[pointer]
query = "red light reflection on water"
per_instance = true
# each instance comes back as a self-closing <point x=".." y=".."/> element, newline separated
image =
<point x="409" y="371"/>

Exercise goal ▸
Quote every line of the listing above word for word, with no changes.

Full solution ▸
[pointer]
query = "red light reflection on water"
per_instance = true
# each instance comes back as a self-closing <point x=".." y=".."/> element, newline separated
image =
<point x="409" y="371"/>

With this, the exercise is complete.